### Stated exercise
Transcribe verbatim every line from the line containing "Identify the bench slat" to the end of the entries, including both endpoints. Output nothing beyond those lines.

───── Record list

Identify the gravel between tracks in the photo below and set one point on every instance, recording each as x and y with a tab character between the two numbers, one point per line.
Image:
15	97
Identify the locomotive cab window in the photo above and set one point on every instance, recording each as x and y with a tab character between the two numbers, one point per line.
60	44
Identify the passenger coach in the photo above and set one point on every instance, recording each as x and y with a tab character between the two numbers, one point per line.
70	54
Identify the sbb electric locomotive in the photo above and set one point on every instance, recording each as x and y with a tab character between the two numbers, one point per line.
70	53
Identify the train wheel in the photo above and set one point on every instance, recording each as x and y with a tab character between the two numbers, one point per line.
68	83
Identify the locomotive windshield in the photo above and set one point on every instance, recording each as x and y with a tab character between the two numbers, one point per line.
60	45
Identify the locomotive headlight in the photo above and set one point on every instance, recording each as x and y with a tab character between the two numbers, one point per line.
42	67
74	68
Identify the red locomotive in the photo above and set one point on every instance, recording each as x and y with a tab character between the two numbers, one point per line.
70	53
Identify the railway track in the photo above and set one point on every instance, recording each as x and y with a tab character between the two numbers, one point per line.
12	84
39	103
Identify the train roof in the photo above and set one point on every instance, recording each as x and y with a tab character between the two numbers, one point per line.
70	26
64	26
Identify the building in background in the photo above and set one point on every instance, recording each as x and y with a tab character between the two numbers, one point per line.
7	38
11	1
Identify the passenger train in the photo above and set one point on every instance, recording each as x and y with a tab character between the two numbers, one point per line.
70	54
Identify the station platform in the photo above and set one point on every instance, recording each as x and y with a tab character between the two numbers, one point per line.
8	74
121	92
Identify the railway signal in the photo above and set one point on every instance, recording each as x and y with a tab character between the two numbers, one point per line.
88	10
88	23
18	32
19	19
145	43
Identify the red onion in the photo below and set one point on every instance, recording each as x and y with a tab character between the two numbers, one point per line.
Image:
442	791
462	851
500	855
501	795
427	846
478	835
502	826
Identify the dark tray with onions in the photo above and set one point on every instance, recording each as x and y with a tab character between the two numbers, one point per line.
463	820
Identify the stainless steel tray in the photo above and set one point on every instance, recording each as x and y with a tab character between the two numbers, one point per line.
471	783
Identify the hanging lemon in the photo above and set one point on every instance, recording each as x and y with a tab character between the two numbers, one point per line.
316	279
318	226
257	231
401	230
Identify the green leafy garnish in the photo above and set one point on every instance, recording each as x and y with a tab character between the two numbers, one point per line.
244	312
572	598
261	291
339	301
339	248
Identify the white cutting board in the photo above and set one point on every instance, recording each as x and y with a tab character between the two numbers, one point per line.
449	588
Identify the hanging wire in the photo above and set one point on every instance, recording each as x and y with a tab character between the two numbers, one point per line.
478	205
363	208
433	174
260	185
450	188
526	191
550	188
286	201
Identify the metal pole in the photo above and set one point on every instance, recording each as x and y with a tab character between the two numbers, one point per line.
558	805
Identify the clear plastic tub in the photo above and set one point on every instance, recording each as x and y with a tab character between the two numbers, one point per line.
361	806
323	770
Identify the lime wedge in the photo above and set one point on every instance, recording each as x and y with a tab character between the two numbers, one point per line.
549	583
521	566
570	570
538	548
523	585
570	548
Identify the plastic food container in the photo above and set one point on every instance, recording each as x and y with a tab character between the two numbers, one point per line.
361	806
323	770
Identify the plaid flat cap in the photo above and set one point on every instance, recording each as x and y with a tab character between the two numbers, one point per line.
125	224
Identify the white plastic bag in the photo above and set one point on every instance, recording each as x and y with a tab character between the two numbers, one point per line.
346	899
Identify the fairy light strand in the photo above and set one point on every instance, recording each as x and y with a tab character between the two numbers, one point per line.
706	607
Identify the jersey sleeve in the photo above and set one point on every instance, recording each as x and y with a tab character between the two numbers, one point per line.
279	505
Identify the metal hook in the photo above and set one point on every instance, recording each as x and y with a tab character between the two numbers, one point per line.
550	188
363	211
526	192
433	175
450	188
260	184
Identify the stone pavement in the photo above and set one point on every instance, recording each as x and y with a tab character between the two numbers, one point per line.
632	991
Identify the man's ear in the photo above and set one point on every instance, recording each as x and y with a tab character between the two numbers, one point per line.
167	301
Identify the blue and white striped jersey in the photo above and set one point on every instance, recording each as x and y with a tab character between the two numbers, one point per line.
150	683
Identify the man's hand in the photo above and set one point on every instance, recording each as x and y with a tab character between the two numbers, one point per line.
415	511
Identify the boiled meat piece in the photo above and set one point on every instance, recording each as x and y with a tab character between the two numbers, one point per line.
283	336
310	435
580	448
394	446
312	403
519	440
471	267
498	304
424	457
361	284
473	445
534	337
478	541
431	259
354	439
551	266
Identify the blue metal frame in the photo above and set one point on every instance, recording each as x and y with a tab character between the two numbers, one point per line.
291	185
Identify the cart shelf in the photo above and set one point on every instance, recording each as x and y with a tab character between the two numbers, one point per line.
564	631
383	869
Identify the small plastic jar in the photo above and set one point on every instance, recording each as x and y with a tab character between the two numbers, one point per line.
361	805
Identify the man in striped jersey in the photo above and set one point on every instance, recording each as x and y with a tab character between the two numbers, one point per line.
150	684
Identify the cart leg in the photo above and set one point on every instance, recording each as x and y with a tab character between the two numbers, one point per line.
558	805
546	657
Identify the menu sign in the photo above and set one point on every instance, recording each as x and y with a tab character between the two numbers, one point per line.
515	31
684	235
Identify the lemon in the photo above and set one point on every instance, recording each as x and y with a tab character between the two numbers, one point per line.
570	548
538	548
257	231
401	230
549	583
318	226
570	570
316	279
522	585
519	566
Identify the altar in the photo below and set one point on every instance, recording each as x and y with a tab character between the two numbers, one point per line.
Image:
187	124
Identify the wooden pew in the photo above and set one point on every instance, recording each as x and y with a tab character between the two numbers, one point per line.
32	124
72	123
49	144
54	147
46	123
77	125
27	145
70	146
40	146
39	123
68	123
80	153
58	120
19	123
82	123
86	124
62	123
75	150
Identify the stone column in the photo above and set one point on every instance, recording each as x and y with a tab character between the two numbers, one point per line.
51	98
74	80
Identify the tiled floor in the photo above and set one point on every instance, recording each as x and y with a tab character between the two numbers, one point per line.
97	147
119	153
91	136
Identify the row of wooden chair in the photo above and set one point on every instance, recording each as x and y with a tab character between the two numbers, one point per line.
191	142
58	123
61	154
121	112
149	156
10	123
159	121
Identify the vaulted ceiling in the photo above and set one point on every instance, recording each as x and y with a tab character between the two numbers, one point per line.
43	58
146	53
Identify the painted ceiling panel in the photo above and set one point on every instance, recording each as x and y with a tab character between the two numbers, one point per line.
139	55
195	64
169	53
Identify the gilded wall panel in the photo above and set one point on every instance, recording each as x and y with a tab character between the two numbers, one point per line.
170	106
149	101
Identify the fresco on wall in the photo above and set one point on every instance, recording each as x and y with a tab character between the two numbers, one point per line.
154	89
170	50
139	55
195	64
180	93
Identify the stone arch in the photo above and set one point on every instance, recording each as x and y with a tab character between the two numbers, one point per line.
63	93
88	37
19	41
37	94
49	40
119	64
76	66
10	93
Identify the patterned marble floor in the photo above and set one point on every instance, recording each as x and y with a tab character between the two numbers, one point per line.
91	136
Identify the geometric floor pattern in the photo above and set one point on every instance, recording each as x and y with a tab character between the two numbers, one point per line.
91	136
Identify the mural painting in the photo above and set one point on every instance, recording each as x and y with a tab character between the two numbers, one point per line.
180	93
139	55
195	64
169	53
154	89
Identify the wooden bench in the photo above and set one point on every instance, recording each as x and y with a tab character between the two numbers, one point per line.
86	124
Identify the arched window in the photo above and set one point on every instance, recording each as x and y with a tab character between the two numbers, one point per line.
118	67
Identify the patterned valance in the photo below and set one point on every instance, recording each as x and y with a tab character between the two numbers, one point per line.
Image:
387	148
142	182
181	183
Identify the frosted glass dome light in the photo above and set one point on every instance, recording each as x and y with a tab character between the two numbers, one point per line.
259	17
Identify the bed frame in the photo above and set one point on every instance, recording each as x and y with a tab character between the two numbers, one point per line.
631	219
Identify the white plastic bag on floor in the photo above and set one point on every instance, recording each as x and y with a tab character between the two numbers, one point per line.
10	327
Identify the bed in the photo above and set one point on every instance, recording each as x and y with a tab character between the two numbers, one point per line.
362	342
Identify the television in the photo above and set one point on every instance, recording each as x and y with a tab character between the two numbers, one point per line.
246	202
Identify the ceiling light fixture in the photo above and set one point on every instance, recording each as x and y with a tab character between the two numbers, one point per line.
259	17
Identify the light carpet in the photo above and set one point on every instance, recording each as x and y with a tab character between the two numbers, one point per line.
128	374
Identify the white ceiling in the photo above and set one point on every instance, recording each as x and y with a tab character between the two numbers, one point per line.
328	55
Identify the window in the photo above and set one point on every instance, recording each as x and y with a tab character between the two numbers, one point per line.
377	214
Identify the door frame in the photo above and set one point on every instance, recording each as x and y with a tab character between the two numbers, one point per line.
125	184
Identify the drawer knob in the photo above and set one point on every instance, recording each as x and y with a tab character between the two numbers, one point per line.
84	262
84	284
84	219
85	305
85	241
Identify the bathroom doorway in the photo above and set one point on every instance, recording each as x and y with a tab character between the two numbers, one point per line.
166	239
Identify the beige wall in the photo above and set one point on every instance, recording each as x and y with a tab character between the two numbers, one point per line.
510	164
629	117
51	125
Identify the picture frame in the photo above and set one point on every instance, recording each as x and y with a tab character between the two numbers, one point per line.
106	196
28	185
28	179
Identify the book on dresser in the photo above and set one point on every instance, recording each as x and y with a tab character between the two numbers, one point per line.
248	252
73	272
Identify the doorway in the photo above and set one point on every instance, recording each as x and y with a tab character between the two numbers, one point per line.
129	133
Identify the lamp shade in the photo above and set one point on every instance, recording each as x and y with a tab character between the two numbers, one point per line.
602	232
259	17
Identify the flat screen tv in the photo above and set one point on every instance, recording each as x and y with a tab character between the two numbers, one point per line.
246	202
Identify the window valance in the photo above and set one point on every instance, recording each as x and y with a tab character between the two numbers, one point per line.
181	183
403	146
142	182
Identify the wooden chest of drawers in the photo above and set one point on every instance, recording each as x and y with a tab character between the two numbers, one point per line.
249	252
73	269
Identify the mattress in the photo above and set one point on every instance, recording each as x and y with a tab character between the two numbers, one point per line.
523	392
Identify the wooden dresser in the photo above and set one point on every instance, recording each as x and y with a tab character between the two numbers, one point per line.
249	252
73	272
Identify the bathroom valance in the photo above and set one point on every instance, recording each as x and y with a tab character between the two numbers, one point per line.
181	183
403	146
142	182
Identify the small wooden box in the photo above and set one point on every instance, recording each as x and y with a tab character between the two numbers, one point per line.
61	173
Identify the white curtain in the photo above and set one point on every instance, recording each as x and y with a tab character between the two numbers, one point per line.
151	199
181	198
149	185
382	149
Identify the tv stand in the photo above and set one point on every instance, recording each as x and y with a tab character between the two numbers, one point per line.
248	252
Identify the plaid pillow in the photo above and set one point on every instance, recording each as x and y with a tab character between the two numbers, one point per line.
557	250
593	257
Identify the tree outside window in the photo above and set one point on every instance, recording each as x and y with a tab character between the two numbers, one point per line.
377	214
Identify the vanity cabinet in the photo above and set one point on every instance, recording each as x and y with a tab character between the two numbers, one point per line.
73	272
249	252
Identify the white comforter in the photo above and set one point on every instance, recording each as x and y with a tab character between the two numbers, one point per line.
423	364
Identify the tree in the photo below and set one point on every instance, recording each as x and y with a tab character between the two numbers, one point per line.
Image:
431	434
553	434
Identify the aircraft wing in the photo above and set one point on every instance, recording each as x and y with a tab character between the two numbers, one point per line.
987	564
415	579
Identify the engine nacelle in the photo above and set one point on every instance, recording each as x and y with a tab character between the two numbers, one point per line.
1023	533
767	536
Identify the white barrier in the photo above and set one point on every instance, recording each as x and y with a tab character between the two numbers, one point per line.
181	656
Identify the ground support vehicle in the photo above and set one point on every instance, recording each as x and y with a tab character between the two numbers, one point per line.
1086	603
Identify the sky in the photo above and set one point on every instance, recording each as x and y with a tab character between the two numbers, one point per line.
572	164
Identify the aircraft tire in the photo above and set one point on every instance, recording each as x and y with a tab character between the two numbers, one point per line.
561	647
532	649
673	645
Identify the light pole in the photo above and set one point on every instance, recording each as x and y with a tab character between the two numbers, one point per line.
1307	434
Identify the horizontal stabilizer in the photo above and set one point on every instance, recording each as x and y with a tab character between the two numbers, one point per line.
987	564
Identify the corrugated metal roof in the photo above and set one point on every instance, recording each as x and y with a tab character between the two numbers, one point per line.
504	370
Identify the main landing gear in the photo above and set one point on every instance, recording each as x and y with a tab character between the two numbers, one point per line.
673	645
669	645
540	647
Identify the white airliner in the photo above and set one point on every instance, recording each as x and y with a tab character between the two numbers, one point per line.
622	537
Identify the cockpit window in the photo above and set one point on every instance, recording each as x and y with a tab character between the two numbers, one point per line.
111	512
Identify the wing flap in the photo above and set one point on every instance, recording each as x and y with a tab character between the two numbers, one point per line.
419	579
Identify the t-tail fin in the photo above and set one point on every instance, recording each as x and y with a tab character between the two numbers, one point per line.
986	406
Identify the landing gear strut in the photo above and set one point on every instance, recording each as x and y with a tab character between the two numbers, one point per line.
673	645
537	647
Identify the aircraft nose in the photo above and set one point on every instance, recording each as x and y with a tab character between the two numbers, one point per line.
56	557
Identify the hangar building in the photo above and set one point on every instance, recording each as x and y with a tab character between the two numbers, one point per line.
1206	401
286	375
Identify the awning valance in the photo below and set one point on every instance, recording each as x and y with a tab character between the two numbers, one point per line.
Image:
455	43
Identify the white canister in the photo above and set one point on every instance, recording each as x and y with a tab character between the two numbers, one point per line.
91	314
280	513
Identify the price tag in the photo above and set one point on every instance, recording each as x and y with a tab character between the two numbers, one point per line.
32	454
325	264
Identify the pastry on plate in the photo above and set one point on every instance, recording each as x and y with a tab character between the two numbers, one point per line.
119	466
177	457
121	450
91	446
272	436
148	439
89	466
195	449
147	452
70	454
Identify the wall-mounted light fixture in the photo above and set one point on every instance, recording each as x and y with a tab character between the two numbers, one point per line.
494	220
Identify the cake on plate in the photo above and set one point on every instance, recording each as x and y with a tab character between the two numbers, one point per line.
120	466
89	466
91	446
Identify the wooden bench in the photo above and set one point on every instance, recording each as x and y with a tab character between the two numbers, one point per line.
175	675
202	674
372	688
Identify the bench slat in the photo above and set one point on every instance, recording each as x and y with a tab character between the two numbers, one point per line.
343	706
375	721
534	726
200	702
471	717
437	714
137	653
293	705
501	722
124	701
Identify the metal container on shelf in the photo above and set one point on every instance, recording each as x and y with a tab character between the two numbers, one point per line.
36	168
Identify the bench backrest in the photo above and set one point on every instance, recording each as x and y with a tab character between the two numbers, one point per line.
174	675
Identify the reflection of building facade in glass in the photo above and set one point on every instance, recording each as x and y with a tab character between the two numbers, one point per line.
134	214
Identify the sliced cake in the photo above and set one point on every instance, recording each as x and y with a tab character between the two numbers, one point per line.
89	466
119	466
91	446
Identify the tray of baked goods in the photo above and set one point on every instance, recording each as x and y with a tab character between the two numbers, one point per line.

──────────

### Finished answer
Identify the bench slat in the photo above and set one point on every instance, recording each as x and y with a tab character between the two numbers, one point per line.
343	706
375	721
534	726
200	702
471	717
437	714
137	653
293	705
501	722
124	701
Identify the metal container on shelf in the photo above and set one point on every instance, recording each as x and y with a tab character between the two numbers, one point per line.
36	168
Identify the bench backrest in the photo above and set one point on every instance, recording each as x and y with a tab character between the two numbers, one point per line.
174	675
Identify the reflection of building facade in glass in the photo above and set one point on every instance, recording each as x and y with a tab character between the two numbers, one point per line.
134	214
Identify the sliced cake in the photo above and set one point on every instance, recording each as x and y with a tab character between the two numbers, one point per line.
89	466
119	466
91	446
Identify the tray of baked goods in the photo above and set one point on every instance, recording each as x and y with a tab character between the two numbers, one point per line.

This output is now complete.